Fragmento del texto:
%%

Sí, chicos. Lo primero que vuestro tío Nino oyó de mis labios fue esa desafortunada versión de Clavado en un bar que todos conocéis y de cuya existencia nunca me arrepentiré lo suficiente.

¿Y sabéis qué fue lo primero que me dijo Nino, más nervioso que yo, en aquella tarde lluviosa de miércoles? ¿Sabéis lo que me dijo con esa voz suya tan peculiar (demasiado grave para alguien que habla tan bajito; demasiado aguda para alguien que mide casi dos metros y pesa más de ciento veinte kilos), y que ese día reverberó en mis tímpanos por primera vez mientras las plantas de mis pies comenzaban a nadar en el interior de mis botas? «¡Vaya! Qué voz más dulce tienes por teléfono. No me la esperaba así. Después de oír la maqueta, puedo afirmar que dices más tacos por minuto que cualquier otra persona que haya conocido nunca».

%%

Datos proporcionados:

%%

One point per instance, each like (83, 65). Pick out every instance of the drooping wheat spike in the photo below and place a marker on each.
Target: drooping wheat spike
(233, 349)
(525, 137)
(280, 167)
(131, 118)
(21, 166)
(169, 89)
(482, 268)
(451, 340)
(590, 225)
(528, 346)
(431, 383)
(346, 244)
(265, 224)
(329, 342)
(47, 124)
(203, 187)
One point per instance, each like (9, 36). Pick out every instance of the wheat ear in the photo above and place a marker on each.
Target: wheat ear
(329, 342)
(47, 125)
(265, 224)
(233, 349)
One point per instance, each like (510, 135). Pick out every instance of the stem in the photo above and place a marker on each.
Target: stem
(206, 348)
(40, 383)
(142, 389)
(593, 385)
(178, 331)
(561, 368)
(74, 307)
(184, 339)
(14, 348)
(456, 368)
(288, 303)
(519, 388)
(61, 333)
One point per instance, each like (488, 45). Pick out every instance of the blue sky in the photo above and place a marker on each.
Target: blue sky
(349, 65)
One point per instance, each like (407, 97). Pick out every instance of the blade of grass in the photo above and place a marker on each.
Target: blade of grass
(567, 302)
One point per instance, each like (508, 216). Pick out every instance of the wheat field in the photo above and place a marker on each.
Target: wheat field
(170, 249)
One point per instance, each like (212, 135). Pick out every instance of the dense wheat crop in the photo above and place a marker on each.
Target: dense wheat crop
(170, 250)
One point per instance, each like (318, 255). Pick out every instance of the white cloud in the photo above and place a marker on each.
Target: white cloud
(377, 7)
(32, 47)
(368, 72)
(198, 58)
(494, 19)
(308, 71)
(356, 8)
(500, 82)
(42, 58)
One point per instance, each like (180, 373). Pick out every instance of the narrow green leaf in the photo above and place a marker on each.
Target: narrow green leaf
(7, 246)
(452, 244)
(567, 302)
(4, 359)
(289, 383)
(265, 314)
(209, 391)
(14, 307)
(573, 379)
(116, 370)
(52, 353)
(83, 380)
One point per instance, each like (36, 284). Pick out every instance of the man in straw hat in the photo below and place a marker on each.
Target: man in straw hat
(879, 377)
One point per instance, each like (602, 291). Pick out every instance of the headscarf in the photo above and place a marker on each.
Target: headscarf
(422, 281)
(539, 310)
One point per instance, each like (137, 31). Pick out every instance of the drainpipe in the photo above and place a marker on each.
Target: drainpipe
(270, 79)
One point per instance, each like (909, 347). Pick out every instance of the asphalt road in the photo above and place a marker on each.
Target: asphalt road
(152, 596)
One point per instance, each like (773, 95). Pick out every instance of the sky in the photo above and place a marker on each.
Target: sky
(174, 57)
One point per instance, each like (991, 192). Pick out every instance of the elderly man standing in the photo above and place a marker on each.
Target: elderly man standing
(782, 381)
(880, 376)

%%

Consignas del ejercicio:
A) Transcribe sin cambios el tramo del relato sobre el tío Nino que va desde "Sí, chicos. Lo" hasta "arrepentiré lo suficiente.".
B) Según el relato sobre el tío Nino, ¿cuánto mide Nino?
C) Prosigue el relato sobre el tío Nino a partir de su última oración.

Respuestas por consigna:
A)
Sí, chicos. Lo primero que vuestro tío Nino oyó de mis labios fue esa desafortunada versión de Clavado en un bar que todos conocéis y de cuya existencia nunca me arrepentiré lo suficiente.

B) Casi dos metros.

C)
Y yo, que soy una rockera que bebe whisky y dice tacos, pero también una sentimental, olvidé que era una mujer comprometida los segundos suficientes para ponerme colorada bajo la lluvia y, finalmente, colgar con una sonrisa en los labios y las botas anegadas de agua.

Tuvieron que pasar por lo menos cuatro días hasta que las pobres botas se secaron del todo, abandonadas a su suerte bajo el radiador del cuarto de baño en la casa de los abuelos. Pero mereció la pena. Porque incluso hoy, más de nueve años después, vuestro tío Nino siempre se acuerda de ellas cada vez que vamos juntos a Oviedo y paseamos de la mano por delante de aquella cabina telefónica.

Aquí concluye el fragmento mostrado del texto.